Instruksi Tugas
1. Salin tanpa perubahan bagian artikel tentang mimpi hafalan Al-Qur'an dari "Mimpi tentang seorang" sampai "tanya beliau lagi.".
2. Tulis lanjutan artikel tentang mimpi hafalan Al-Qur'an, mulai setelah kalimat terakhir yang tercantum.

Artikel
────────────────────────────────────────

Rabu, 23 November 2011

[daarut-tauhiid] Elegi 'Pasangan Cahaya'

 

Oleh Mukti Amini

Mimpi malam tadi, sungguh mengusik hatiku.

Mimpi tentang seorang anak kecil sedang menyetorkan hafalan surat Al-Hadid pada seorang Ustadzah. Aku ikut mendengarkan di sampingnya, sambil mengulang hafalanku untuk surat tersebut. Lalu, saat dia agak tersendat di akhir ayat, aku yang merasa seharusnya hafal dan bisa membetulkan, justru tergagap. Macet, tak bisa bicara. Ustadzah bertanya padaku, "Ibu bukannya sudah hafal?"

Kujawab dengan malu, "Iya, tapi kalau mbenerin di tengah surat begini, kagok. Beda dengan setor sendiri dari awal, Bisa lancar." (hufht, selalu! Jawaban yang sangat mencari-cari alasan pembenaran!)

"Sekarang Ibu sedang menghafal surat apa?" tanya beliau lagi.

Lalu kutatap lembaran Quranku yang terbuka. Kini aku giliran yang kaget, malu bukan kepalang. Ternyata aku baru mengulang lagi hafalan surat Al-Balad, juz 30! Hafalan sekelas anak-anak SD!

"Berarti Ibu justru turun nih kinerja nya. Dulu sudah hafal Al-Hadid, kok sekarang juz 30," kata ustazah, singkat tapi tegas.

Deg, perkataan yang benar-benar langsung menembus jantungku. Sungguh, mimpi itu mengusik hatiku.

Rabbi, lalu sudah berapa banyak alasan pembenaran yang kubuat, agar aku tidak lagi mengulang hafalanku? Membiarkannya berterbangan tertiup angin?

Ingatanku melayang pada tiga belas tahun silam. Dua pekan pasca menikah, aku menangis tersedu. Bukan karena suami akan pergi jauh dinas berhari-hari, atau aku mendapat kezaliman dari beliau. Bukan! Tapi aku menangisi ibadah yaumiyah-ku yang rasanya jadi sangat 'berantakan' sejak menikah itu. Dan itu karena ketidakmampuanku mengatur waktu antara urusan rumah tangga, jadwal kuliah pascasarjana yang padat, dan charge ruhiyah yang seharusnya tetap kuprioritaskan. Tapi ternyata, di antara tiga hal itu, justru charge ruhiyah itulah yang kukesampingkan, sementara kuliah dan urusan rumah tetap kubela-belain untuk tertunaikan. Menyadari itu, aku makin tergugu.

────────────────────────────────────────

Materi Sumber
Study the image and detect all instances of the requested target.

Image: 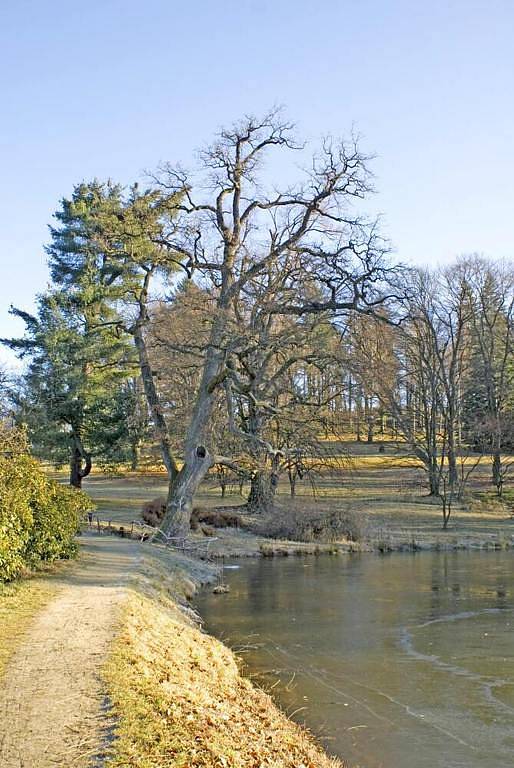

────────────────────────────────────────

Jawaban Berurutan
1.
Mimpi tentang seorang anak kecil sedang menyetorkan hafalan surat Al-Hadid pada seorang Ustadzah. Aku ikut mendengarkan di sampingnya, sambil mengulang hafalanku untuk surat tersebut. Lalu, saat dia agak tersendat di akhir ayat, aku yang merasa seharusnya hafal dan bisa membetulkan, justru tergagap. Macet, tak bisa bicara. Ustadzah bertanya padaku, "Ibu bukannya sudah hafal?"

Kujawab dengan malu, "Iya, tapi kalau mbenerin di tengah surat begini, kagok. Beda dengan setor sendiri dari awal, Bisa lancar." (hufht, selalu! Jawaban yang sangat mencari-cari alasan pembenaran!)

"Sekarang Ibu sedang menghafal surat apa?" tanya beliau lagi.

2.
Beginikah potret Istri sholehah?

Lalu, beliau, Suamiku, melihatku. Bingung dengan Istrinya yang tiba-tiba menangis pilu, khawatir seandainya dia telah melukai hati Istri yang baru dinikahinya itu.

Pelan dia bertanya. Lalu kuceritakan masalahku, dengan berfokus pada kekhilafanku tidak mampu mengatur waktu. Tapi rupanya, beliau Suami yang sangat peka hati, merasa kesedihanku adalah bagian dari kekhilafannya, hingga dia berkata, "Maafkan Mas ya, belum bisa menjadi qawwam yang baik untukmu. Harusnya, untuk hal-hal seperti ini, Mas mengingatkanmu, Jeng."

Tidak, ini bukan urusan qawwam, Mas. Ini masalah istiqomah pribadi masing-masing. Bagaimana pun, seseorang harus mampu menolong dirinya sendiri, karena pada akhirnya tiap manusia juga dibangkitkan dan dihisab sendiri-sendiri. Tak peduli Suaminya seorang ustadz sekali pun, tak ada jaminan bahwa istri akan selalu mendapatkan cukup banyak waktu untuk dibimbing, apalagi jaminan untuk mendapatkan surga-Nya.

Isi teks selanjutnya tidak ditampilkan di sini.